** INPUT DATA follows **

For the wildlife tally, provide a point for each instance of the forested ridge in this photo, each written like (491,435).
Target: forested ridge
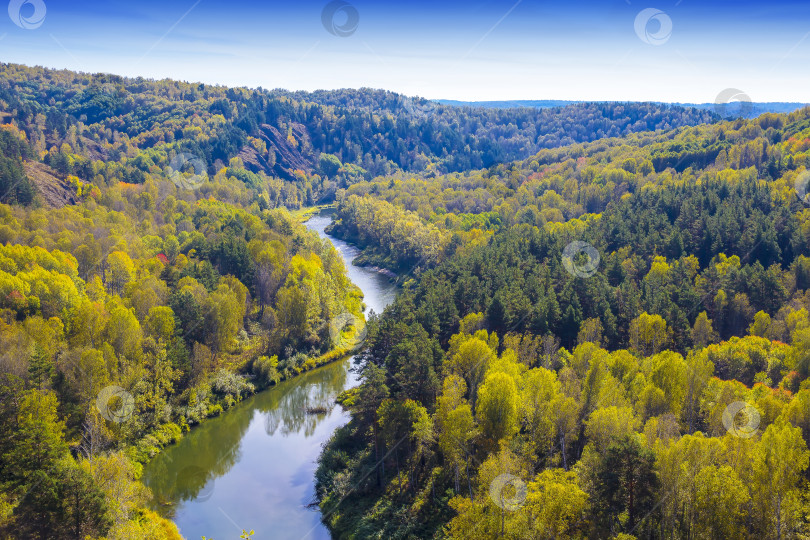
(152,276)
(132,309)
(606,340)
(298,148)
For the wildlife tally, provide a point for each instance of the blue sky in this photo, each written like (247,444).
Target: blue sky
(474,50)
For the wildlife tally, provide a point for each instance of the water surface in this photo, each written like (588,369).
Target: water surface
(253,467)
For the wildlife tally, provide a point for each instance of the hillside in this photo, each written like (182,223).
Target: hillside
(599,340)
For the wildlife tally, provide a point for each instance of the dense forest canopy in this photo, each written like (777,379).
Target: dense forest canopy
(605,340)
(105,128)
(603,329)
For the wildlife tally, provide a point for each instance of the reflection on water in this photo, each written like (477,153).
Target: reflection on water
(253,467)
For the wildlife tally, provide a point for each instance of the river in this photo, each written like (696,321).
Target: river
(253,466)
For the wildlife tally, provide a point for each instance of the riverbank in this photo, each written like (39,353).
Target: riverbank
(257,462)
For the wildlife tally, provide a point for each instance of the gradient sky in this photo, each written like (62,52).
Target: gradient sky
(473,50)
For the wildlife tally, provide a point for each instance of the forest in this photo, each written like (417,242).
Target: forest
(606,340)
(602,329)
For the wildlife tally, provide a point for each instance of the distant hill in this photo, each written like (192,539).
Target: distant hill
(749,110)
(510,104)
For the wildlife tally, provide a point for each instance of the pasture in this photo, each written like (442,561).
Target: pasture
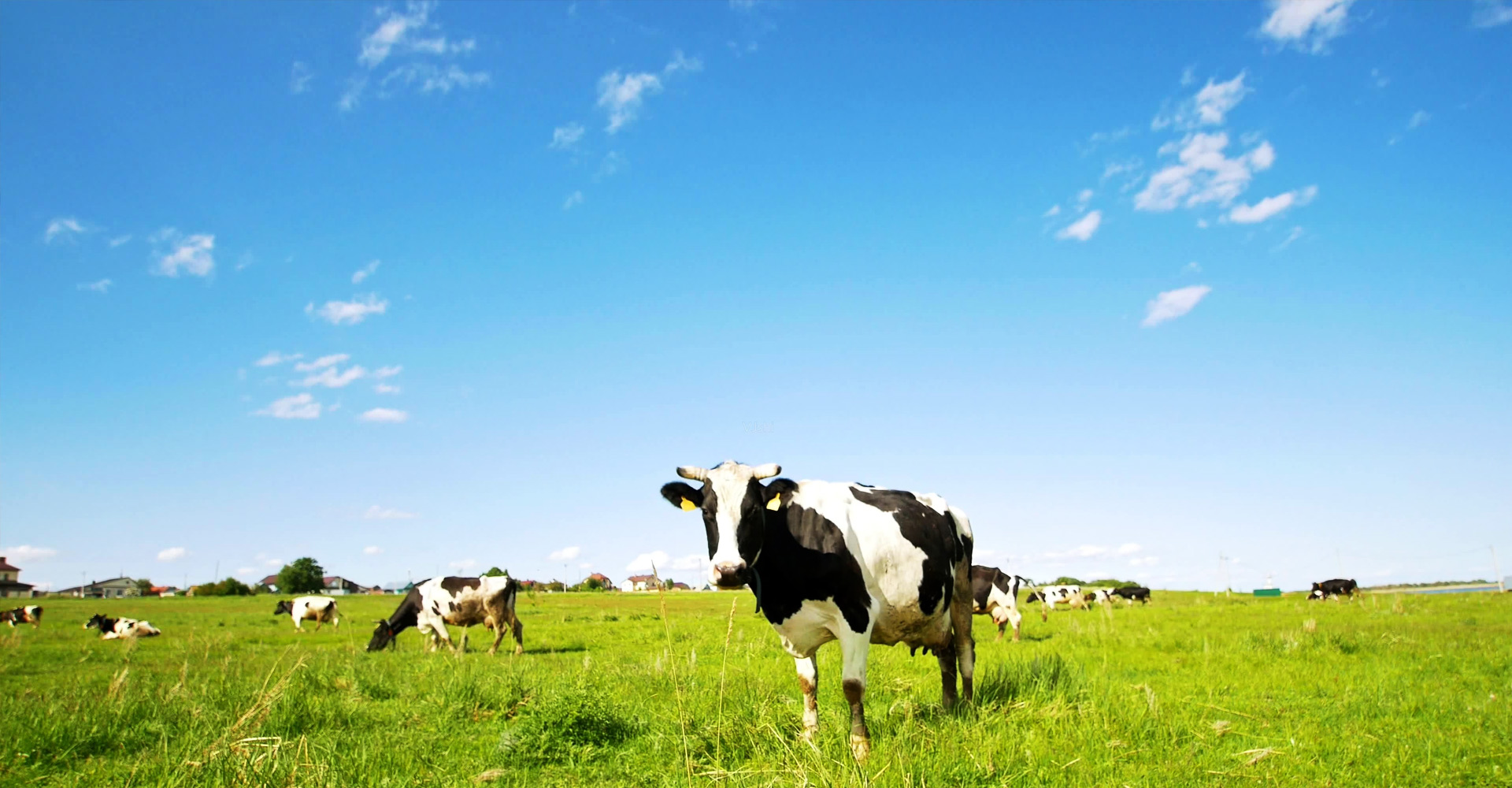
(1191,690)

** End of INPUT DATA **

● TASK TO COMPLETE
Within the entries above, find the string "point" and return each line that holds it.

● RESULT
For the wildlife tally, provide a point for each instance of the forested ridge in this photo, each written like (491,435).
For the wildlife tally, provide a point for each instance of the blue sky in this photo, each written like (247,444).
For the wildlife tally, provide a point for each instance of the water surface in this photo, each written like (588,369).
For the wildlife tally, provide a point for each instance of the hillside in this photo, each written like (182,223).
For the wildlife tally, provide a point for each instance of the dense forest canopy in this photo, each written like (777,379).
For the wildlife tally, provide a point for each instance of the reflection on water in this photo, each written like (477,153).
For the wildlife tally, provide a point for each instance of the river in this photo, each written like (696,321).
For the wildlife tally, provide a point for each instance of the riverbank in this photo, each written like (39,353).
For the wildlife tally, provide a point for each instance of the gradient sky in this photo, each written like (62,52).
For the wildlife tally, provide a point for each instance of the forest in this photo, each written like (417,242).
For the wildlife tally, provide a point for each instance of the distant hill in this photo, each written like (192,539).
For the wildlife tally, provide a point for each instance of the pasture in this photo, each written like (442,561).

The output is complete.